Render the rows below as a JSON array of strings, with one string for each line and the blank lines left out.
Start of INPUT
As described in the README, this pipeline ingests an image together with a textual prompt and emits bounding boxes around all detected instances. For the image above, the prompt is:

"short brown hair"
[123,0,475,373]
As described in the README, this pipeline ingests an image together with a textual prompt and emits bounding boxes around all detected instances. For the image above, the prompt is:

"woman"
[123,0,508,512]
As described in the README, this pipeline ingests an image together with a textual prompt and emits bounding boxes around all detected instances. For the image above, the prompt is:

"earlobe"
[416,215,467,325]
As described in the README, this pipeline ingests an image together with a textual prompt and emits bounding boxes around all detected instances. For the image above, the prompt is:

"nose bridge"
End of INPUT
* WORKED ANSWER
[
  "As described in the README, this pipeline ingests an image together with a textual prompt and emits bounding boxes around all detected instances. For the image above, the prompt is:",
  "\"short brown hair\"",
  "[123,0,475,373]",
  "As described in the README, this pipeline ingests an image together with a textual prompt and emits bounding boxes around all detected instances. For the image above, the prompt is:",
  "\"woman\"",
  "[123,0,508,512]",
  "As described in the README, this pipeline ingests an image together with a textual prompt and emits bounding boxes around all detected instances. For the image above, the prompt is:",
  "\"earlobe\"",
  "[416,215,467,325]",
  "As described in the README, this pipeline ingests an image together with a textual prompt and emits bounding boxes around all detected instances. For the image above, the prompt is:",
  "\"nose bridge\""
]